Reproduce the section of the records that begins with the line containing "arcade decoration occupies?" and continues through the end of the records, changing "arched arcade decoration" to "arcade ornament" and keeping everything else the same.

··········

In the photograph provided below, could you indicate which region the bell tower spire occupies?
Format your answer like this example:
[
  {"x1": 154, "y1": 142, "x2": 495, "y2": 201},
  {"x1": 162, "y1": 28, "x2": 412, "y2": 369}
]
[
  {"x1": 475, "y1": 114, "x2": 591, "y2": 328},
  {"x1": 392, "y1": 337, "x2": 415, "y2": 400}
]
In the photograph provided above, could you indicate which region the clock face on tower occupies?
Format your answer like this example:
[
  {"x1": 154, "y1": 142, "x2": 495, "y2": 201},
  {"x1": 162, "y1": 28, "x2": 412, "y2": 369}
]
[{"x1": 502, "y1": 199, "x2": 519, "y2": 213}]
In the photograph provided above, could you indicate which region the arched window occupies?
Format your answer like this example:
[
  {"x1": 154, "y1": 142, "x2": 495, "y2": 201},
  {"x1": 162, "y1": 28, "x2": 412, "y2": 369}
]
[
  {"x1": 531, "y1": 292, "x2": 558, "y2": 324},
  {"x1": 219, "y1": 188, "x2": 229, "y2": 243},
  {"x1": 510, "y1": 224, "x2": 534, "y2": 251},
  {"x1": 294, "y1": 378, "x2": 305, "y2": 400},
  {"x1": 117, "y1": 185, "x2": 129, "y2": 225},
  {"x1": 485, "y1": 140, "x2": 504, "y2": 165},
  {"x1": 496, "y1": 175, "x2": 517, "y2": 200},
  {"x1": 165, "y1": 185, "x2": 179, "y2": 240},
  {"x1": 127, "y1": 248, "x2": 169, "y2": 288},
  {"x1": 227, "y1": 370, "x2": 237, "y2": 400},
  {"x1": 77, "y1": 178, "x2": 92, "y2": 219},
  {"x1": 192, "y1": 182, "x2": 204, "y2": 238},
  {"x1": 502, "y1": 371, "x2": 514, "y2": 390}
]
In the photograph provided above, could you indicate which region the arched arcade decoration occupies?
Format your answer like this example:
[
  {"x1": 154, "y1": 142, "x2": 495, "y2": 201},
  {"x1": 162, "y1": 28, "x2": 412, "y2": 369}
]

··········

#### [Full solution]
In the photograph provided above, could you indicate which region the arcade ornament occupies?
Format your answer like this example:
[
  {"x1": 154, "y1": 142, "x2": 495, "y2": 201},
  {"x1": 162, "y1": 28, "x2": 412, "y2": 369}
]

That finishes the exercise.